Work request. Leave out the pictures and restate every entry word for word.

Referring expression data
● ● ● ● ●
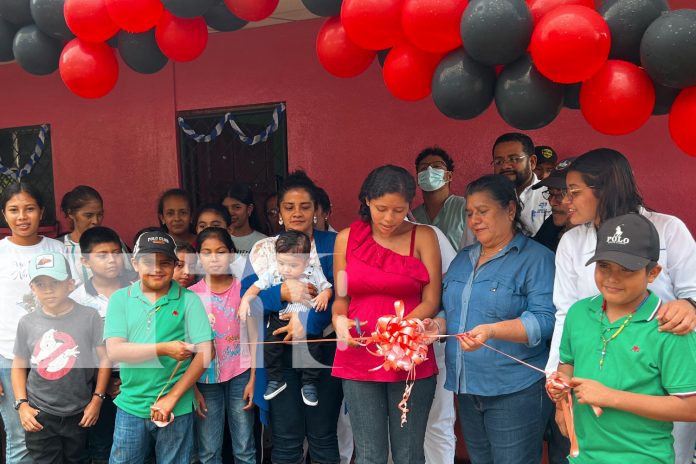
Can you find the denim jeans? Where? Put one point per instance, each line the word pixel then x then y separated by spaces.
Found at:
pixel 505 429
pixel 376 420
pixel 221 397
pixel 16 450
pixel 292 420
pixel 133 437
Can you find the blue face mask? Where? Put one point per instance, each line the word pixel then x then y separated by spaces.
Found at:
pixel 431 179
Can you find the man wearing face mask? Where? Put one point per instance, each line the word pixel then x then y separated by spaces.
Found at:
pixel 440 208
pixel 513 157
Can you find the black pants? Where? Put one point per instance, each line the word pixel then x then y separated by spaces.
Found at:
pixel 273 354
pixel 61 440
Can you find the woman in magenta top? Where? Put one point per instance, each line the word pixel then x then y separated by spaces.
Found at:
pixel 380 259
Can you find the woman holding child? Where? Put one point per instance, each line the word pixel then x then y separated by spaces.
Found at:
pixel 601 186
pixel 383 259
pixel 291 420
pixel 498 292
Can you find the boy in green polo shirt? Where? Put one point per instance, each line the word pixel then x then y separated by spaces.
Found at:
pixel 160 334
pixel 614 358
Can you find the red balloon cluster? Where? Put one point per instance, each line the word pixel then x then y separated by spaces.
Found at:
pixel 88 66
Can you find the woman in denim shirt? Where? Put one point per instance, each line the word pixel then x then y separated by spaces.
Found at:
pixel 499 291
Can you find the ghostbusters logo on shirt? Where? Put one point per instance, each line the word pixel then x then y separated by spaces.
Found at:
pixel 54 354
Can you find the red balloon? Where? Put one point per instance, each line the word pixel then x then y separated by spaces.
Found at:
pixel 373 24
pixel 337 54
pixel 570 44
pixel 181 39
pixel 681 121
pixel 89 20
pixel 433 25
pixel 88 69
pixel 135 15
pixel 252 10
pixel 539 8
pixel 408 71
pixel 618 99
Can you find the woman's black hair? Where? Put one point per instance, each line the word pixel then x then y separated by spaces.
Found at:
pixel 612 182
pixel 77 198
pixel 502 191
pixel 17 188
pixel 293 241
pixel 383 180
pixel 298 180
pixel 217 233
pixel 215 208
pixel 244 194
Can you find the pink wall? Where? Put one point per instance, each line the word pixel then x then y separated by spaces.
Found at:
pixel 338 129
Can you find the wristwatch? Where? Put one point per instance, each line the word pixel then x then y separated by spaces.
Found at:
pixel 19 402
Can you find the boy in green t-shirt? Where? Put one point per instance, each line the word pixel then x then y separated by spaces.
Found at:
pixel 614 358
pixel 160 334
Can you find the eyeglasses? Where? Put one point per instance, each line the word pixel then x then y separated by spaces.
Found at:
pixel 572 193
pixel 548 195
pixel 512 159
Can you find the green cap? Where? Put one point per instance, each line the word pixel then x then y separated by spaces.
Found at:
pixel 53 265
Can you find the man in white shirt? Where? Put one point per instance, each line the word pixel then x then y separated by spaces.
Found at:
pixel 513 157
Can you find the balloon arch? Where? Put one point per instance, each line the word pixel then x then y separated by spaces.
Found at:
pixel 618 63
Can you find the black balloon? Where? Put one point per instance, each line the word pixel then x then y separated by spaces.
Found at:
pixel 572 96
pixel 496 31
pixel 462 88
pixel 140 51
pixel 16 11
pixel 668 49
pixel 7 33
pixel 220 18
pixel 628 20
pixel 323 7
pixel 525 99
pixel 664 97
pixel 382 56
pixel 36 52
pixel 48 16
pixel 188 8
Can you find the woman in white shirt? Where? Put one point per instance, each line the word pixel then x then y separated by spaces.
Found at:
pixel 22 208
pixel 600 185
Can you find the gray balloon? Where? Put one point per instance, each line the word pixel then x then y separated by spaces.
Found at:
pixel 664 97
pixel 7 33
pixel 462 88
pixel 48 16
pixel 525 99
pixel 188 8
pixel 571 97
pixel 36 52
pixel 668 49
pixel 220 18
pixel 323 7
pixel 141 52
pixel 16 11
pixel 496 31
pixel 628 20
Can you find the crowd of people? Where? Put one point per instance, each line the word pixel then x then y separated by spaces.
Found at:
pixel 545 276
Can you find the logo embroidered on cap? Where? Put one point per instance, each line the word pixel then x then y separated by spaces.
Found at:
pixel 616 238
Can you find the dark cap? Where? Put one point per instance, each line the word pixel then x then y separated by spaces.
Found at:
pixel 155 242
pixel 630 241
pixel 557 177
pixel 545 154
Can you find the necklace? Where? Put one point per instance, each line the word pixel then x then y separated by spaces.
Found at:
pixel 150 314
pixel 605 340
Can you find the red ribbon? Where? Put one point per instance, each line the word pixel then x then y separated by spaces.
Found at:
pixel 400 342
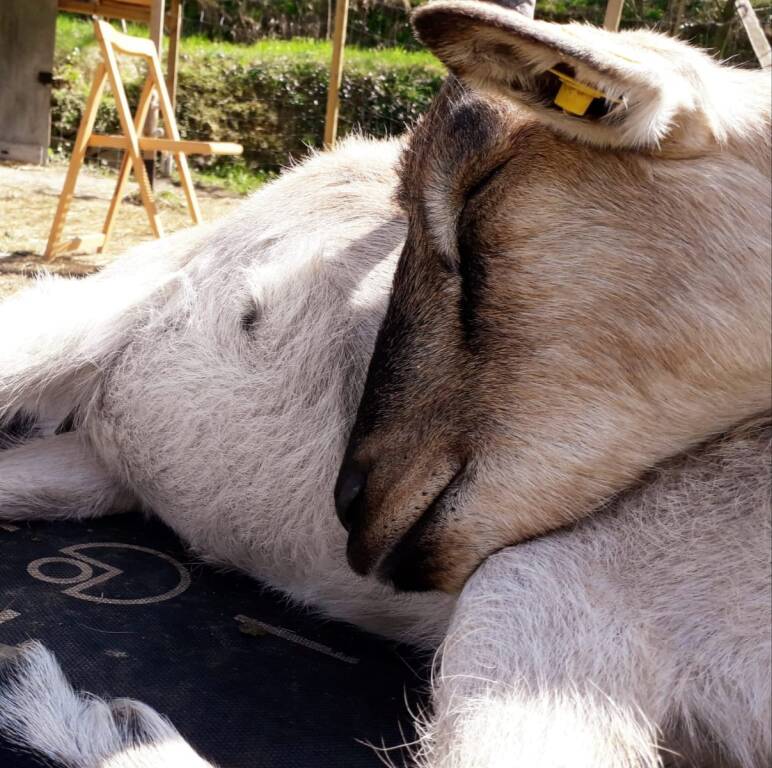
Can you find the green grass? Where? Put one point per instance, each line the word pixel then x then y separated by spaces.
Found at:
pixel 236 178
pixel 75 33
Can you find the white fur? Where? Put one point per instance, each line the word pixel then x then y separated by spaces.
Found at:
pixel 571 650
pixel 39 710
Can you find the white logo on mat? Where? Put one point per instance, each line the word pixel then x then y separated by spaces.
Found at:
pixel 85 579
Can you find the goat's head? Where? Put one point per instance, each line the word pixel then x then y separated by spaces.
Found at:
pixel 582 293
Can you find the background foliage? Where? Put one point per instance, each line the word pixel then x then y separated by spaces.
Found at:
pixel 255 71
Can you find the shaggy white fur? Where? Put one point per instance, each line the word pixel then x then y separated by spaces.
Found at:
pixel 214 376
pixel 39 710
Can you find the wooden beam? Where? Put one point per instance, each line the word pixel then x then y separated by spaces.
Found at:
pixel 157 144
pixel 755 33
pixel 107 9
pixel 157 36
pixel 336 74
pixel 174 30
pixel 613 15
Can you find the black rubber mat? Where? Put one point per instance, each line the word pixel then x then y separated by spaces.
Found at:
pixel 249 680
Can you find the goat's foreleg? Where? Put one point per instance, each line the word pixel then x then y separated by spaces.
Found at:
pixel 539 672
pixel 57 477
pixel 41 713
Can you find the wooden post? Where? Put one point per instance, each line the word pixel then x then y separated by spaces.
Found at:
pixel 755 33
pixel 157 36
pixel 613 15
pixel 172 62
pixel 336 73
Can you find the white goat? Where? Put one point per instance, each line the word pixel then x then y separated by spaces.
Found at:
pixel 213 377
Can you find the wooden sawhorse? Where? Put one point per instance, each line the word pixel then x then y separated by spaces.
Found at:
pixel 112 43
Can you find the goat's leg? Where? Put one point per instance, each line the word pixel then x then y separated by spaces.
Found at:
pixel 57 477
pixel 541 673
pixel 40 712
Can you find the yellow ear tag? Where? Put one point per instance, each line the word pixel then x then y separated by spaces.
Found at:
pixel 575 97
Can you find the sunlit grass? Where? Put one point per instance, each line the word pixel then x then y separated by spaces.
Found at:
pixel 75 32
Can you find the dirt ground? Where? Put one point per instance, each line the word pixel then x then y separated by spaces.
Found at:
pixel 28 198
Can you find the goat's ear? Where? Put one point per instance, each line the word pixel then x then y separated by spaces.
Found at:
● ● ● ● ●
Response box.
Can you find the denim jeans? Where? Put one point per instance, each line the word pixel then x then y separated by spaces.
Found at:
pixel 505 429
pixel 376 420
pixel 221 397
pixel 16 450
pixel 292 420
pixel 133 437
Can you find the blue face mask? Where? Put one point per instance, each line the word pixel then x then y separated by spaces.
Found at:
pixel 431 179
Can you find the man wearing face mask? Where? Put one point per instance, each line the word pixel then x then y separated by spaces.
Found at:
pixel 440 208
pixel 513 157
Can you find the black pants? Where? Put one point per instance, each line the word pixel then x then y separated by spaces.
Found at:
pixel 273 354
pixel 61 440
Can you find the woman in magenta top? Where? Put one point per instance, each line the word pixel then x then y separated by spaces.
Found at:
pixel 380 259
Can you find the woman holding child? Where? Put one point per instance, each line the word pixel then x then y separated by spaces.
Found at:
pixel 601 186
pixel 383 259
pixel 291 420
pixel 498 292
Can you find the boy in green polo shirt? Where? Put one point per instance, each line the word pixel then x then y separated by spaces.
Found at:
pixel 160 334
pixel 614 358
Can you find the red balloon cluster? Where? Put one point per instance, each line the word pixel then x then y separated by spaces.
Found at:
pixel 88 66
Can you find the woman in denim shirt? Where? Put one point per instance, each line the word pixel then x then y separated by spaces.
Found at:
pixel 499 291
Can you find the ghostbusters logo on shirt? Where? Put one point per instance, each line the word pixel then x then y separated by spaces.
Found at:
pixel 54 354
Can you find the red balloon? Where? Put one point per instance, each line the word pixel then x then y separated by spaces.
Found at:
pixel 373 24
pixel 337 54
pixel 570 44
pixel 181 39
pixel 681 121
pixel 89 20
pixel 433 25
pixel 88 69
pixel 135 15
pixel 252 10
pixel 539 8
pixel 408 71
pixel 618 99
Can you find the woman's black hair? Where? Put one point per instance, each line the word pixel then x then y separated by spaces.
Found at:
pixel 612 182
pixel 77 198
pixel 502 191
pixel 17 188
pixel 293 241
pixel 383 180
pixel 298 180
pixel 217 233
pixel 215 208
pixel 244 194
Can you find the pink wall? Where? Put one point per instance, each line the word pixel then x then y separated by spaces.
Found at:
pixel 338 129
Can you find the wristwatch? Where? Put one point per instance, each line the word pixel then x then y separated by spaces.
Found at:
pixel 19 402
Can you find the boy in green t-shirt? Where? Put one point per instance, each line the word pixel then x then y separated by spaces.
Found at:
pixel 614 358
pixel 160 334
Can you find the eyeglasses? Where? Put one point per instance, each line the word pixel then x then y separated by spaces.
Found at:
pixel 572 193
pixel 548 195
pixel 512 159
Can you find the green cap? Where? Put one point per instance, each line the word pixel then x then y separated by spaces.
Found at:
pixel 53 265
Can you find the man in white shirt? Where? Put one point per instance, each line the word pixel then x then y separated by spaces.
Found at:
pixel 513 157
Can you find the balloon arch? Where? Put one point per instance, each line the word pixel then x then y separated by spaces.
Found at:
pixel 618 63
Can you find the black balloon? Where? Put one point per instance, each line the word pixel then x then y separated by spaces.
Found at:
pixel 572 96
pixel 496 31
pixel 462 88
pixel 140 51
pixel 16 11
pixel 668 49
pixel 7 33
pixel 220 18
pixel 628 20
pixel 323 7
pixel 525 99
pixel 664 97
pixel 382 56
pixel 36 52
pixel 48 16
pixel 188 8
Can you find the woman in white shirt? Where? Put one point per instance, each line the word pixel then x then y separated by spaces.
Found at:
pixel 22 208
pixel 600 185
Can you find the gray balloon? Where? Put one point per instance, each line the word pixel then x then y separated by spaces.
Found at:
pixel 664 97
pixel 7 33
pixel 462 88
pixel 48 16
pixel 525 99
pixel 188 8
pixel 571 97
pixel 36 52
pixel 668 49
pixel 220 18
pixel 323 7
pixel 141 52
pixel 16 11
pixel 496 31
pixel 628 20
Can you find the crowd of people? Where? Put one point per instance, each line the word pixel then x then y separated by spaces.
Found at:
pixel 545 276
Can you find the logo embroidered on cap? Where? Put one point per instance, each line the word pixel then x then y separated by spaces.
Found at:
pixel 616 238
Can you find the dark cap? Where? Put one point per instance, each line the word pixel then x then y separated by spaces.
Found at:
pixel 155 242
pixel 630 241
pixel 557 177
pixel 545 154
Can you find the necklace? Where? Put one point per instance, each line the word pixel then x then y separated by spaces.
Found at:
pixel 150 314
pixel 605 340
Can you find the red ribbon? Where? Put one point per instance, each line the word pixel then x then y separated by spaces.
Found at:
pixel 400 342
Can you find the green grass? Where? Put one point per instance, each line the word pixel then x then y separated by spaces.
Found at:
pixel 236 178
pixel 75 33
Can you find the white fur? Where? Put one point per instance, each line the word pixel then x then y separated by spaces.
Found at:
pixel 571 650
pixel 39 710
Can you find the white logo on mat? Where? Put one point per instance, each line the word pixel then x then y separated by spaces.
Found at:
pixel 85 579
Can you find the goat's head? Where? Put one point per instance, each line the word pixel then x then y separated by spaces.
Found at:
pixel 582 293
Can you find the background foliage? Where? Put one point per instance, each line the word pixel then x then y separated by spaces.
Found at:
pixel 255 71
Can you find the shaggy white fur? Where? Put one point per instance, each line the word pixel then x then y separated by spaces.
Found at:
pixel 214 376
pixel 39 710
Can you find the wooden beam? Where? Put one point per instance, each line the word pixel then x then y separated by spaces.
Found at:
pixel 157 144
pixel 755 33
pixel 107 9
pixel 157 36
pixel 336 74
pixel 174 30
pixel 613 15
Can you find the black rubber mat? Where? Put one point per instance, each line the word pixel then x then y separated by spaces.
Found at:
pixel 249 680
Can you find the goat's foreleg? Where? Put one point per instance, each line the word pixel then x then y separated by spaces.
Found at:
pixel 539 672
pixel 57 477
pixel 41 713
Can you find the wooden post? Where? Put one point per instance, each line the word pixel then x then y separated by spaces.
Found at:
pixel 755 33
pixel 157 36
pixel 613 15
pixel 172 62
pixel 336 73
Can you find the white goat? Where? Put one point per instance, each line the word pixel then x then y separated by spaces.
Found at:
pixel 213 377
Can you find the wooden sawhorse? Where? Put one point per instance, each line the word pixel then x then y separated by spaces.
Found at:
pixel 112 43
Can you find the goat's leg? Where? Put one point per instance, each line the word pixel then x then y separated by spaces.
Found at:
pixel 57 477
pixel 541 673
pixel 40 712
Can you find the yellow ear tag? Where? Put one point per instance, each line the word pixel then x then y separated by spaces.
Found at:
pixel 575 97
Can you find the sunlit grass? Where? Put one point per instance, each line the word pixel then x then y separated by spaces.
Found at:
pixel 75 32
Can you find the dirt ground? Where? Put one point per instance, each line the word pixel then x then y separated by spaces.
Found at:
pixel 28 198
Can you find the goat's ear? Where? Put one point per instance, each line the word pixel then x then y separated by spaces.
Found at:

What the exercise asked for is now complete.